◆ TASK DETAILS ◆
Copy the rows below word for word, leaving out the pictures.

+++ RECORDS FOR PROCESSING +++

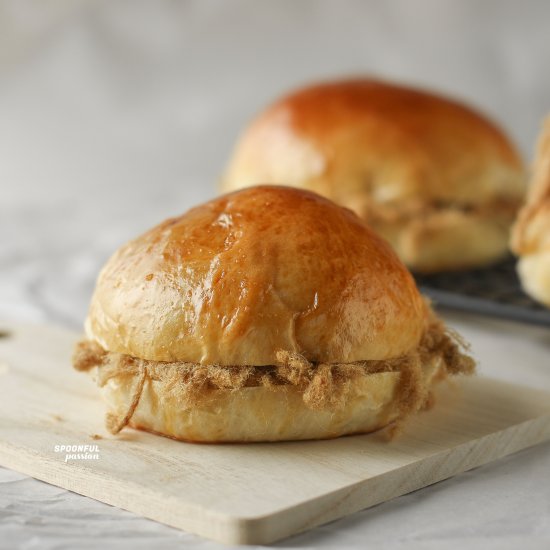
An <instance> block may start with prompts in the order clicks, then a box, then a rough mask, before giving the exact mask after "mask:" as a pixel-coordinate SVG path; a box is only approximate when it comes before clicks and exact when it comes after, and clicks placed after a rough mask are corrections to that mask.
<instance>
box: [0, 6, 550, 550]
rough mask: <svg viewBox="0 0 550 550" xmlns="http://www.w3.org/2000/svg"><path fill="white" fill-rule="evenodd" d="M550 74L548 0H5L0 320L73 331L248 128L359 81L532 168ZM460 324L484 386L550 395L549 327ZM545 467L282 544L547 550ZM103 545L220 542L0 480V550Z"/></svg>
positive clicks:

+++

◆ FINAL ANSWER ◆
An <instance> block may start with prompts in the order clicks, then a box, then a rough mask, before giving the exact mask after "mask:" as a pixel-coordinate SVG path; a box is only approximate when it comes before clicks and exact when it comes after, and clicks placed after a rough mask are corrections to that mask.
<instance>
box: [0, 6, 550, 550]
rough mask: <svg viewBox="0 0 550 550" xmlns="http://www.w3.org/2000/svg"><path fill="white" fill-rule="evenodd" d="M550 74L548 0H5L0 320L73 331L248 128L359 81L532 168ZM460 324L484 386L550 395L549 327ZM545 467L282 544L547 550ZM103 545L220 542L0 480V550Z"/></svg>
positive clicks:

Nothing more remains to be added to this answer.